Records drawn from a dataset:
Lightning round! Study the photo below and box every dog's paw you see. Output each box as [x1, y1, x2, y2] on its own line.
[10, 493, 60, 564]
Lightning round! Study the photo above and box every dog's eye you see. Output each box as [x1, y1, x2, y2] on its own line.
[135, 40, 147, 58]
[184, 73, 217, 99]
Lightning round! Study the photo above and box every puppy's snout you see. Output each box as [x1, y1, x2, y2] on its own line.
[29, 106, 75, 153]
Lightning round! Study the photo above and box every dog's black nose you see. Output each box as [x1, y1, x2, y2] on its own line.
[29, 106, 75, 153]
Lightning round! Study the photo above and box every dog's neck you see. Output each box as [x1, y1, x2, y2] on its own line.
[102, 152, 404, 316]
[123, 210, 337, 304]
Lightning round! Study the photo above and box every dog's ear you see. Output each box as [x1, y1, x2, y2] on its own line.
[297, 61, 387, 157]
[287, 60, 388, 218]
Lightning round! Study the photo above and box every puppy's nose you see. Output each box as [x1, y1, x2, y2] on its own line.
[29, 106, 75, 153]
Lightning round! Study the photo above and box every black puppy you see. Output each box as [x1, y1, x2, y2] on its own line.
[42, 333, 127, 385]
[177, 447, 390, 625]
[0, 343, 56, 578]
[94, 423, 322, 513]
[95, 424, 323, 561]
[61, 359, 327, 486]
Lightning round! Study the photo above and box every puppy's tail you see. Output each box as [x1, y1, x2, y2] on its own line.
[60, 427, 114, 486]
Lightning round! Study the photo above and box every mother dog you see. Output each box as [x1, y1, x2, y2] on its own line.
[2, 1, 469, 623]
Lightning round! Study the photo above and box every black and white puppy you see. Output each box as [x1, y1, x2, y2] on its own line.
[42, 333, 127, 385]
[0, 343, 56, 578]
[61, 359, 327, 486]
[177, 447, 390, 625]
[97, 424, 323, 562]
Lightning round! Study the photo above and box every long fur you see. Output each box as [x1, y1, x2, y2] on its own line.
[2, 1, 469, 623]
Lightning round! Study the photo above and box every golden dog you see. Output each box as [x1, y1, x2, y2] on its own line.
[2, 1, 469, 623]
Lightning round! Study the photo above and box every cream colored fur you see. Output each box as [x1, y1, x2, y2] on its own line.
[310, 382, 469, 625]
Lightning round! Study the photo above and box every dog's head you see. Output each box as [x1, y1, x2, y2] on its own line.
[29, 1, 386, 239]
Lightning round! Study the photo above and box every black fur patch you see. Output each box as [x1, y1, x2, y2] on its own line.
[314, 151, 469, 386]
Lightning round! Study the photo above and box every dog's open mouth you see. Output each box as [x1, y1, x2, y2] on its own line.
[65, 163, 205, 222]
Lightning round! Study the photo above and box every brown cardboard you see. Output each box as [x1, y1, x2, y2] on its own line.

- _Exercise brief_
The expected output is the lines from the one with "Lightning round! Study the photo above and box every long" through the end of the data, exactly as written and nothing more.

- _Answer space_
Lightning round! Study the photo above and box every long fur you see. Output each box as [x1, y1, x2, y2] on its own line.
[2, 1, 469, 623]
Lightning round! Study the photo above and box every golden dog you see. Output each box as [x1, y1, x2, y2] on its own line.
[2, 1, 469, 623]
Lightning round! Study the photo above and box every cream colored fur you see. Output each box as [x1, y1, x2, y2] on its own line.
[310, 382, 469, 625]
Lightning round! Study the photo above and box every dog's head you see. Output each box as [x1, y1, x2, y2] on its own line.
[29, 1, 386, 239]
Lightning round! Study the photo above and box every black fur patch you see. Output each box as [x1, y1, x2, y2] on its own line.
[314, 151, 469, 386]
Lightning round! Study the photo above and box every dog's open mouth you see. Output each box as [x1, y1, x2, y2] on its own line.
[65, 163, 205, 222]
Lightning round! Study the photo above and box every brown cardboard you see. Output each box as [x1, y1, x2, y2] on its own line.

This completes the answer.